(Data excerpts Opens)
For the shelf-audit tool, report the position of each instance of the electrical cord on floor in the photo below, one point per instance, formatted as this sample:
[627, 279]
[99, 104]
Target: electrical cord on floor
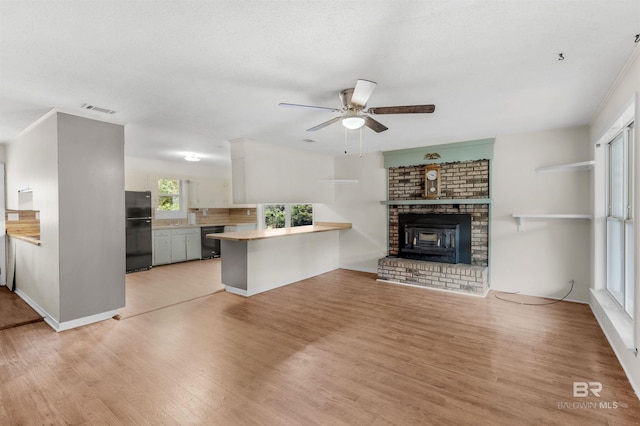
[533, 304]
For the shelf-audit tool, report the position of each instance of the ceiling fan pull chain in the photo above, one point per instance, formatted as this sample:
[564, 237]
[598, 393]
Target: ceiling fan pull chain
[345, 140]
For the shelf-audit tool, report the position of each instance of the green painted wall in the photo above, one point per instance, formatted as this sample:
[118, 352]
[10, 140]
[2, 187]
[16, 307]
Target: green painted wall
[481, 149]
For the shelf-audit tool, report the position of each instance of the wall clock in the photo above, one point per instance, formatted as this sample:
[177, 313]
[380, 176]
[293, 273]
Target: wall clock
[432, 181]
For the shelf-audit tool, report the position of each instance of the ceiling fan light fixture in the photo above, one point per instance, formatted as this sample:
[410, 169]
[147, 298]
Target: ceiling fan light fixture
[353, 122]
[192, 157]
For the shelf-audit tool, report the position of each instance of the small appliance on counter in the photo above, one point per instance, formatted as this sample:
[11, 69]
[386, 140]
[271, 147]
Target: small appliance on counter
[138, 218]
[191, 217]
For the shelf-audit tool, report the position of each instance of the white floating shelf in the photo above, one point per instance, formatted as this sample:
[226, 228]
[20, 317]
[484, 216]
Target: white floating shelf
[334, 181]
[571, 167]
[521, 217]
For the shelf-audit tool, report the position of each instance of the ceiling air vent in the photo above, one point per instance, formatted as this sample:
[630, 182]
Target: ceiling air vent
[99, 109]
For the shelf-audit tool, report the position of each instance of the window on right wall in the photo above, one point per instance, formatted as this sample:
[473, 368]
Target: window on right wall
[620, 268]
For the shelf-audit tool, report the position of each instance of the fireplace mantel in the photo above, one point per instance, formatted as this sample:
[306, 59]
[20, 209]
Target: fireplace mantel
[438, 201]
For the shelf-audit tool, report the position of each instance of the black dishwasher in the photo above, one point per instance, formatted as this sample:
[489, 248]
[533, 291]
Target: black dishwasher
[210, 247]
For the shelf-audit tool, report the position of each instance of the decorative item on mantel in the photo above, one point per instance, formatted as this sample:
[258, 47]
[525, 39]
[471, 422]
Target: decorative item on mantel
[432, 182]
[432, 156]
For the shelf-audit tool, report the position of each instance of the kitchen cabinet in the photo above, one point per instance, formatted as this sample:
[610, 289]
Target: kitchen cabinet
[207, 193]
[176, 245]
[194, 246]
[161, 247]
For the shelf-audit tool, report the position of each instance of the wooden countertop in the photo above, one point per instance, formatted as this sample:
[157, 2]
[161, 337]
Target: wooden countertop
[26, 238]
[262, 234]
[198, 225]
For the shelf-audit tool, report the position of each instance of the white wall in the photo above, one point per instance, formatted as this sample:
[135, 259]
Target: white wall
[266, 173]
[547, 254]
[32, 162]
[359, 204]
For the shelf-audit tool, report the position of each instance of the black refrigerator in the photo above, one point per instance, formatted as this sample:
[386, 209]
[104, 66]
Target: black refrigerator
[138, 214]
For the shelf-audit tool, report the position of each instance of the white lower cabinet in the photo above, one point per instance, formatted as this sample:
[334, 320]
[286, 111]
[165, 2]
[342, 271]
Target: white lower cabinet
[161, 247]
[176, 245]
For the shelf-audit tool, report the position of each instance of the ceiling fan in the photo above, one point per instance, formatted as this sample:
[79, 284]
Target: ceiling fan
[355, 116]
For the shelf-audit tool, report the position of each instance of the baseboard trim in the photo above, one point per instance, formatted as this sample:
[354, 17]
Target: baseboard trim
[237, 291]
[66, 325]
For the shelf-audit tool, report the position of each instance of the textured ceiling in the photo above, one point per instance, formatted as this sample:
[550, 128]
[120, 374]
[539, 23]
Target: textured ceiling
[188, 76]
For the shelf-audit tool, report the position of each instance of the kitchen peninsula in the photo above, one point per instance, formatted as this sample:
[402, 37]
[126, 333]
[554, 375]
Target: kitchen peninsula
[257, 261]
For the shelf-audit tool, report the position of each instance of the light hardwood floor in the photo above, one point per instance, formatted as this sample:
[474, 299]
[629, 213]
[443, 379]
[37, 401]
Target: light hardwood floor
[338, 349]
[166, 285]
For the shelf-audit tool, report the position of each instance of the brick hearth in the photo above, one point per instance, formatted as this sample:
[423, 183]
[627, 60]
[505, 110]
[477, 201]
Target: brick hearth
[471, 279]
[459, 180]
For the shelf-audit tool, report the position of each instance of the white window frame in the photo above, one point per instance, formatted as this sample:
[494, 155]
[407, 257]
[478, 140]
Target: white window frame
[287, 214]
[175, 214]
[625, 241]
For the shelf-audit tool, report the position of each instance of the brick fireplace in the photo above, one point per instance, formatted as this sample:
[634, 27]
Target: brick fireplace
[464, 193]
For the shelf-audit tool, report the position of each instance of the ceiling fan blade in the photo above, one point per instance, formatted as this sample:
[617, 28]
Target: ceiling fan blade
[362, 92]
[308, 106]
[407, 109]
[325, 124]
[374, 125]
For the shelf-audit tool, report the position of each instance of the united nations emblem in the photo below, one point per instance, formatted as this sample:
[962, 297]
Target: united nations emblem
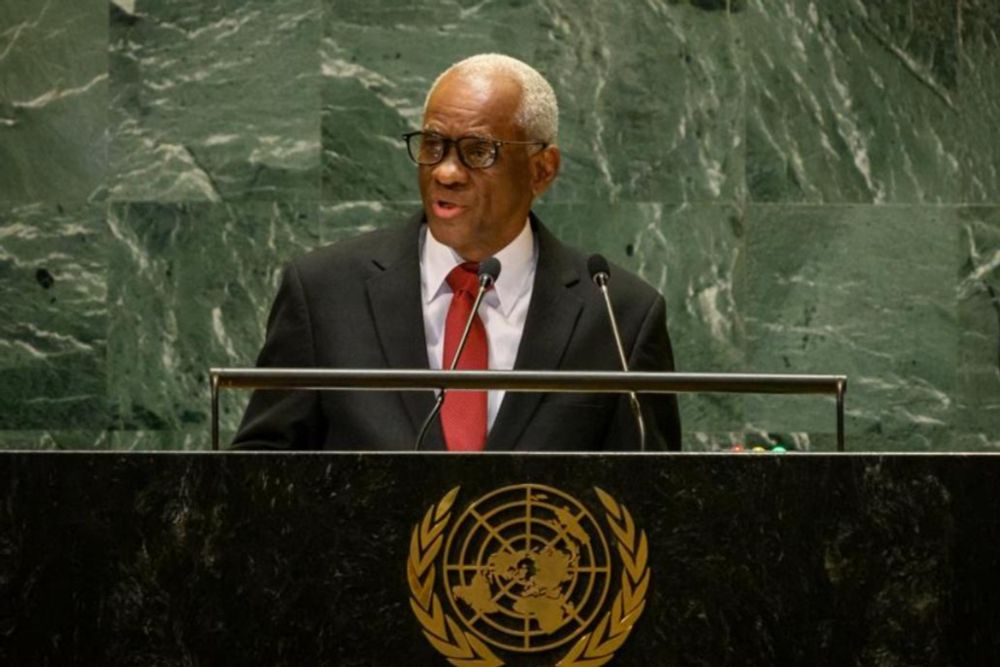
(Data excerpts Closes)
Copy out, from the data above, every line holding the word "below".

Task output:
For the shelf-audit tool, report the position of each instance of the electrical cord on floor in the photo below, one point per instance, formatted as this sample:
For the shelf-audit tool, report the position of each instance of the united nations emblem in the photo below, one point per instance, formatted as this sample:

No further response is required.